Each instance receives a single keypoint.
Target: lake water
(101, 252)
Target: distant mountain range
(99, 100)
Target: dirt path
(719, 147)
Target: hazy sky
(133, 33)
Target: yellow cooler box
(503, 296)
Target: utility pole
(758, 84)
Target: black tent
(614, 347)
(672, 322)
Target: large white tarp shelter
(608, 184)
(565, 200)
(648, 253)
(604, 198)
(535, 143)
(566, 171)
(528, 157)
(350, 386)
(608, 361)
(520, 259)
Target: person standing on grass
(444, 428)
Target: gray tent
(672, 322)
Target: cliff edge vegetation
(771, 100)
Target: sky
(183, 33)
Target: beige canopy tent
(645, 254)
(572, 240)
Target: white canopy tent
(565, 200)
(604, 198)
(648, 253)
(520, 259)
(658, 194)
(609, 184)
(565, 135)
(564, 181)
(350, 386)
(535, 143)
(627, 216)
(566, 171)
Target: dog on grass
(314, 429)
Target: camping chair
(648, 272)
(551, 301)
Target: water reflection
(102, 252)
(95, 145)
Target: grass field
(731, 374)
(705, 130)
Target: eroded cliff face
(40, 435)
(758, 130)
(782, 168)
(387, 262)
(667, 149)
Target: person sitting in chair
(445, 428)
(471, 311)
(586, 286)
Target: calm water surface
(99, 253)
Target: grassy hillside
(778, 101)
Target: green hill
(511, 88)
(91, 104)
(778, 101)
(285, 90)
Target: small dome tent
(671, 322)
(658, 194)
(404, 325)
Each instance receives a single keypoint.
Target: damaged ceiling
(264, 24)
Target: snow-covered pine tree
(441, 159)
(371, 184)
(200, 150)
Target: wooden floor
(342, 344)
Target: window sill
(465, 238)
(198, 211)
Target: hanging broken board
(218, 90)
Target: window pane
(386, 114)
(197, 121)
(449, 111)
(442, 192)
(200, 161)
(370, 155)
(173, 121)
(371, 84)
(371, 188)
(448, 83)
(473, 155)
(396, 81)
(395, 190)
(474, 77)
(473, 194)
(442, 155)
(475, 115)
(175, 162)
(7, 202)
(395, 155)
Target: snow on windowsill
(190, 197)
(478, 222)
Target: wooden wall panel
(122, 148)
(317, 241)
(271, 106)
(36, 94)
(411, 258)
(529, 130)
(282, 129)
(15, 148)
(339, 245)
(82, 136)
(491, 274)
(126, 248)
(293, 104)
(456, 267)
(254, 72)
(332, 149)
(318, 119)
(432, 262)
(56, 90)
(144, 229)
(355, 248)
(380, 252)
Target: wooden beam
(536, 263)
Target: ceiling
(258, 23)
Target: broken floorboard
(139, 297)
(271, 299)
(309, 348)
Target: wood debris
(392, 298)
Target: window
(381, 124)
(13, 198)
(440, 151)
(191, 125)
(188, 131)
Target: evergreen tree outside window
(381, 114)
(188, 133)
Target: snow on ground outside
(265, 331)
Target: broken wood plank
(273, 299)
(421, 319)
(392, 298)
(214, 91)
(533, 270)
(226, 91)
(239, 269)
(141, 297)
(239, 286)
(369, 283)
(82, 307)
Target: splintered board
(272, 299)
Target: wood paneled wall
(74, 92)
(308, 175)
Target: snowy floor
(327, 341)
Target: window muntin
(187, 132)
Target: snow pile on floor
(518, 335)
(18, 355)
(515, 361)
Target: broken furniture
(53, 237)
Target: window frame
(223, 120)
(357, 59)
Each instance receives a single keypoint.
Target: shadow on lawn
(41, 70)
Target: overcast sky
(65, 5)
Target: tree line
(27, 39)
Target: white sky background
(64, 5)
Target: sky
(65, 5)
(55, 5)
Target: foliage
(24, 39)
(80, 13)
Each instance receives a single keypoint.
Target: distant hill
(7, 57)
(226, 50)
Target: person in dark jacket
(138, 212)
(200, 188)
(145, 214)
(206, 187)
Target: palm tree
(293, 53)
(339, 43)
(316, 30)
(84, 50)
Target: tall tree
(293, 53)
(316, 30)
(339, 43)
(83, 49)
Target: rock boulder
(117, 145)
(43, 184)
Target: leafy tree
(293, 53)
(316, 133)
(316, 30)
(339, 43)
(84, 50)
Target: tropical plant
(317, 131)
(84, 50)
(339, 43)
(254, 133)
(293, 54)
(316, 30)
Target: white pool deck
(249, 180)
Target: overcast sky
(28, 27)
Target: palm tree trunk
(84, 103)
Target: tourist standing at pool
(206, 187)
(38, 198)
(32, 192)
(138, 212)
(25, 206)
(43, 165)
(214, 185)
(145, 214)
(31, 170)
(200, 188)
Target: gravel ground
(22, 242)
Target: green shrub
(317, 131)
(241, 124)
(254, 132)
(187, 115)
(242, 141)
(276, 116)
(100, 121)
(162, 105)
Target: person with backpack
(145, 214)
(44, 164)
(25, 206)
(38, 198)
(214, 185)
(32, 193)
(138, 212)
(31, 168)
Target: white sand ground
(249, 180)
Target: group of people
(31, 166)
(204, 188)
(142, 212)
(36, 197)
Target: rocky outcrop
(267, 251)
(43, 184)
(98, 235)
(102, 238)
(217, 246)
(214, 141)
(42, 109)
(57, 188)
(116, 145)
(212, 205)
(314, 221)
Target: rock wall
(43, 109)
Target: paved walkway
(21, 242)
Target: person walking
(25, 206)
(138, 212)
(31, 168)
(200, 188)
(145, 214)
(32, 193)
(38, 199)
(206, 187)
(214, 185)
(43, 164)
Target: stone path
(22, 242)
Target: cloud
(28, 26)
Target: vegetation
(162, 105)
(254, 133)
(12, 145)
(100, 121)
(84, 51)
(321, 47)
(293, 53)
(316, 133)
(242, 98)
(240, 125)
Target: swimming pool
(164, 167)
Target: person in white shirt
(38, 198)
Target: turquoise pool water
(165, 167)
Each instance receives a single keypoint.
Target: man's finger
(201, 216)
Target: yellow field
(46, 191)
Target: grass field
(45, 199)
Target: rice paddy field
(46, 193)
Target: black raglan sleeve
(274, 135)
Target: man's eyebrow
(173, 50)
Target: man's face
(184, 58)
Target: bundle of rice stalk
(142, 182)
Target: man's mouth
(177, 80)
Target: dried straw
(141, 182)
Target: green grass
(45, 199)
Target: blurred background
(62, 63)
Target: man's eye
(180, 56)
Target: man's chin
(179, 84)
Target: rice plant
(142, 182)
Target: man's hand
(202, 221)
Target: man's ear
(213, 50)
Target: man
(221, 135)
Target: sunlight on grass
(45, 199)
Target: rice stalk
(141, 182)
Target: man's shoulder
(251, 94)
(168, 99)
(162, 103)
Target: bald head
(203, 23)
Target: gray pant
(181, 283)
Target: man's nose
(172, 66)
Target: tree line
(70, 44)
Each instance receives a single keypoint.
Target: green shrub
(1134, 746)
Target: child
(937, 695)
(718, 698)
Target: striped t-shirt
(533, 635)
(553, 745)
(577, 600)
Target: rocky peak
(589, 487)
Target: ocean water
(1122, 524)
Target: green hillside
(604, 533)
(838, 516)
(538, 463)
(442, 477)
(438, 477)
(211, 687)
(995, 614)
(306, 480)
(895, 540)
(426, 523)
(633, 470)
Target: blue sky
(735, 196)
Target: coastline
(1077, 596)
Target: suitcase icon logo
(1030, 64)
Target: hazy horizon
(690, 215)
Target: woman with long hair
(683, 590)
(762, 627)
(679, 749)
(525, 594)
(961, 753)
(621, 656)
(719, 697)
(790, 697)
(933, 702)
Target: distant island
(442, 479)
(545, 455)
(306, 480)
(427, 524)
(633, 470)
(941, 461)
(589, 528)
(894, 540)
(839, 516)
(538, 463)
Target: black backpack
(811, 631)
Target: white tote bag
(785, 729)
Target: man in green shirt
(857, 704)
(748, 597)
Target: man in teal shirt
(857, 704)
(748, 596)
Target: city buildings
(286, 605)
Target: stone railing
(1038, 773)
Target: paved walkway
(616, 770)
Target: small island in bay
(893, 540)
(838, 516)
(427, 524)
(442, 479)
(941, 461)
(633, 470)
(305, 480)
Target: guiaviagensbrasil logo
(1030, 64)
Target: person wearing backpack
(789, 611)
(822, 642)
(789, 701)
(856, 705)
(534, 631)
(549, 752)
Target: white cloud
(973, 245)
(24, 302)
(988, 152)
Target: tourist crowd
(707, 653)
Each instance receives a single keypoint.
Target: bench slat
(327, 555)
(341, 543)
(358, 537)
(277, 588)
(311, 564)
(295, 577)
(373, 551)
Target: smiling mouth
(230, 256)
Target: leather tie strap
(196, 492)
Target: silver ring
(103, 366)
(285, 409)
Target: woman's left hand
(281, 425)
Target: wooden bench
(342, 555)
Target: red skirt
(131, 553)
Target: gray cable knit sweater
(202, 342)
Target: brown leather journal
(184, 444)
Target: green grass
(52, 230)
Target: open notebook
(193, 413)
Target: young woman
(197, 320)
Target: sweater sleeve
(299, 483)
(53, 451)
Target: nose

**TASK STATEMENT**
With the line containing "Target: gray cable knit sweater" as the start and the last line of the listing as the end, restate that stretch word for word and nothing else.

**PROBLEM SOLUTION**
Target: gray cable knit sweater
(202, 342)
Target: brown leather journal
(184, 444)
Target: green grass
(52, 230)
Target: open notebook
(193, 413)
Target: young woman
(197, 320)
Target: sweater sleeve
(299, 483)
(53, 451)
Target: nose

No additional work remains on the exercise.